Please count how many lines of the data below contain the string "tank", treating uppercase and lowercase as different, and reply with only that number.

Outline annotation data:
━━━━━━━━━━━━━━━━━━━━━━━━━━━━━━

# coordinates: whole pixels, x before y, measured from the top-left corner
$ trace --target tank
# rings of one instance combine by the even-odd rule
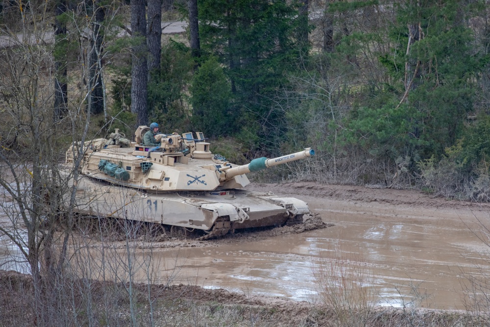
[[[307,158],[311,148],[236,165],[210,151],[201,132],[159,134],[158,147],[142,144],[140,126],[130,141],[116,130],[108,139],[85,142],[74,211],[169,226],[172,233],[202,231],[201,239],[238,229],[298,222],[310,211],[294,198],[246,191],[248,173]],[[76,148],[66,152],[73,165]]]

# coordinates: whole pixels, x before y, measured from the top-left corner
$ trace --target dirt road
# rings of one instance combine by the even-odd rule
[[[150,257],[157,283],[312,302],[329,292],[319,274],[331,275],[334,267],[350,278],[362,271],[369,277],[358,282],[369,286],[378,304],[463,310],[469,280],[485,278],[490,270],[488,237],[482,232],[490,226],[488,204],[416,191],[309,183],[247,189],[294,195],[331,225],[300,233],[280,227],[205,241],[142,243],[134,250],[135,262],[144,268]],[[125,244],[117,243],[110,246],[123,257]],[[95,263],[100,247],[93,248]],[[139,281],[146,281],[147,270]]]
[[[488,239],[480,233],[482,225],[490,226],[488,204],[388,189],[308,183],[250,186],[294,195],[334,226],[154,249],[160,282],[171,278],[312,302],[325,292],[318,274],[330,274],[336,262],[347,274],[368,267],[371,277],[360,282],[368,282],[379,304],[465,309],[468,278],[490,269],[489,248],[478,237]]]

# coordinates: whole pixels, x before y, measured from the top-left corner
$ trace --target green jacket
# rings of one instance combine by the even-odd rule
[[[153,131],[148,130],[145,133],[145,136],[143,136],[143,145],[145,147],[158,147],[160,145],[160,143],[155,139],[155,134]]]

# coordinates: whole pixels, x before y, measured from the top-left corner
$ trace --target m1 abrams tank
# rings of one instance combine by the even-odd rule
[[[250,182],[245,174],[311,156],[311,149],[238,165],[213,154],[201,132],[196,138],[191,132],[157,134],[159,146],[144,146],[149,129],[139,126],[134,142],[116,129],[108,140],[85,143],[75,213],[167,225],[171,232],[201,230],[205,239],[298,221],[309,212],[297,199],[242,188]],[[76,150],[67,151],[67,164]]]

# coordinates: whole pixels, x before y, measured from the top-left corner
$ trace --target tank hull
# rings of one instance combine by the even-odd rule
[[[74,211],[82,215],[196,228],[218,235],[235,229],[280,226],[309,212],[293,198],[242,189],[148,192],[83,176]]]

━━━━━━━━━━━━━━━━━━━━━━━━━━━━━━

* Written reply
3